Exercise. Your answer must consist of every line from the data below that includes the word "planter".

Given entries.
»»

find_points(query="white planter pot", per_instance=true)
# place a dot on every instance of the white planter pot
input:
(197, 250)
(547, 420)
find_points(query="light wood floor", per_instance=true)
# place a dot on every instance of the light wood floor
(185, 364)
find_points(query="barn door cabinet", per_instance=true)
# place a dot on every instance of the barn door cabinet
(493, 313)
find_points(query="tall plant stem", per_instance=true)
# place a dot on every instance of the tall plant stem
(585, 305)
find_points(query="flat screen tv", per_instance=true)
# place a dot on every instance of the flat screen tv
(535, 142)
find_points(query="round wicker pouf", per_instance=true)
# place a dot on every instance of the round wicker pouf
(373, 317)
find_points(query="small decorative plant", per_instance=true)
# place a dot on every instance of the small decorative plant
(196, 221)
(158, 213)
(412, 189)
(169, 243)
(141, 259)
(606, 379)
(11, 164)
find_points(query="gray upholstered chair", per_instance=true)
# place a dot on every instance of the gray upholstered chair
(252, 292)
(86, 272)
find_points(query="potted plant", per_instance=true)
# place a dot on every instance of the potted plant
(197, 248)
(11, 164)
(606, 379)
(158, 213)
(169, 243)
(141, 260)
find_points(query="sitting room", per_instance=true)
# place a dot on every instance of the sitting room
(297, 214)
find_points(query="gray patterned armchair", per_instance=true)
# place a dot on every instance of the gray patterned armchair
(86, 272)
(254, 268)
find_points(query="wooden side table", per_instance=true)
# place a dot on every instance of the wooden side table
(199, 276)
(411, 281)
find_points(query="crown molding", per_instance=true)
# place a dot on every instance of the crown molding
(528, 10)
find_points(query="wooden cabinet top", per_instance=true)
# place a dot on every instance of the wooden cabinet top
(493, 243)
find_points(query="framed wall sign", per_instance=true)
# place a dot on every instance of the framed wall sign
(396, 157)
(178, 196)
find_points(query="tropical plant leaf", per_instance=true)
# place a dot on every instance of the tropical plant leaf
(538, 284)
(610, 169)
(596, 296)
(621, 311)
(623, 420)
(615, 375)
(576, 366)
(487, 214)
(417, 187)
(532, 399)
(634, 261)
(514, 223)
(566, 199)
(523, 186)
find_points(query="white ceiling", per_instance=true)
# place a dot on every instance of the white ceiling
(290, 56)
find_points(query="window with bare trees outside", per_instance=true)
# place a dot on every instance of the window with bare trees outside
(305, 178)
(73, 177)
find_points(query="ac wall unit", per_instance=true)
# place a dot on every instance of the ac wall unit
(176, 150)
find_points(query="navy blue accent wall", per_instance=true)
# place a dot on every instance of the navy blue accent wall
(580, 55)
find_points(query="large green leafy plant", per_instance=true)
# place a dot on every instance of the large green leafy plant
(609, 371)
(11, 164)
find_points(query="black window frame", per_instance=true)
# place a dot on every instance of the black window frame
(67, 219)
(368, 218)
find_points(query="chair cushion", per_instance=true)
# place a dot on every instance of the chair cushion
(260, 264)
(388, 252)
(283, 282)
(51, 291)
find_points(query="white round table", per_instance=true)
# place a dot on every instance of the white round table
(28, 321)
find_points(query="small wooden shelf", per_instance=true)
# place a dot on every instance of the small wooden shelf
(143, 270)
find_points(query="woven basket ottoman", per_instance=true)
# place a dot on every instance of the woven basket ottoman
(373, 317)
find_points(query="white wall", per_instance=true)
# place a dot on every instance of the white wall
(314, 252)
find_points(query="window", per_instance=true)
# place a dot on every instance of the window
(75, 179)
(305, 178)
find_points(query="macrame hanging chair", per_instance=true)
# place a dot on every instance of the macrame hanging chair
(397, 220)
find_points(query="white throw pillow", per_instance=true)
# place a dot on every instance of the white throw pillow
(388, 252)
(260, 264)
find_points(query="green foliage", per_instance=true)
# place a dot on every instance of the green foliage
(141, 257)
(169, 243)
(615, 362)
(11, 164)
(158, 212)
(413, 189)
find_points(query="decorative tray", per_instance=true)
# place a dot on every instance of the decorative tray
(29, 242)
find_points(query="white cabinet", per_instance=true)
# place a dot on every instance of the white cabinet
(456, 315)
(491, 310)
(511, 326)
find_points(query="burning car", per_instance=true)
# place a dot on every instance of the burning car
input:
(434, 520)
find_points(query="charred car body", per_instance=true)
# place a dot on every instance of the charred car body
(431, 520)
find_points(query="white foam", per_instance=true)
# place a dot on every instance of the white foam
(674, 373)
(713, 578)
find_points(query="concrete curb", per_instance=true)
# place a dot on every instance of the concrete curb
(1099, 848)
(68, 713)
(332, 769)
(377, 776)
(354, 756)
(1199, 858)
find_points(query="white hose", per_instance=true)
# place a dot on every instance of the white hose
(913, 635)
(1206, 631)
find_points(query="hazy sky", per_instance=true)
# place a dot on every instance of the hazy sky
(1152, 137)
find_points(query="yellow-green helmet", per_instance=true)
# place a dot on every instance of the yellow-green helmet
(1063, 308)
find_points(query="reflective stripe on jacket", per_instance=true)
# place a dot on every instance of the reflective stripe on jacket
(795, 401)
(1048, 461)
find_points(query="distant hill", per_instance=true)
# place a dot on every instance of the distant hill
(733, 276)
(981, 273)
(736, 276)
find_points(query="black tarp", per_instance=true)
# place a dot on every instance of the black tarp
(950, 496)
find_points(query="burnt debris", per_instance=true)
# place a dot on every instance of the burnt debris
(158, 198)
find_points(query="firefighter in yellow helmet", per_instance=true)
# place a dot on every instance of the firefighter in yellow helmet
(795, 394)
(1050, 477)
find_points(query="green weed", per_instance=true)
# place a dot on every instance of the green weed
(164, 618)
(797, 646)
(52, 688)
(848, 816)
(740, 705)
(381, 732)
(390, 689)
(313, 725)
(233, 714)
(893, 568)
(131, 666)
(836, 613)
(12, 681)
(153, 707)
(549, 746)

««

Written response.
find_points(query="white planter pot", per_instance=true)
# place a dot on every instance of the white planter pot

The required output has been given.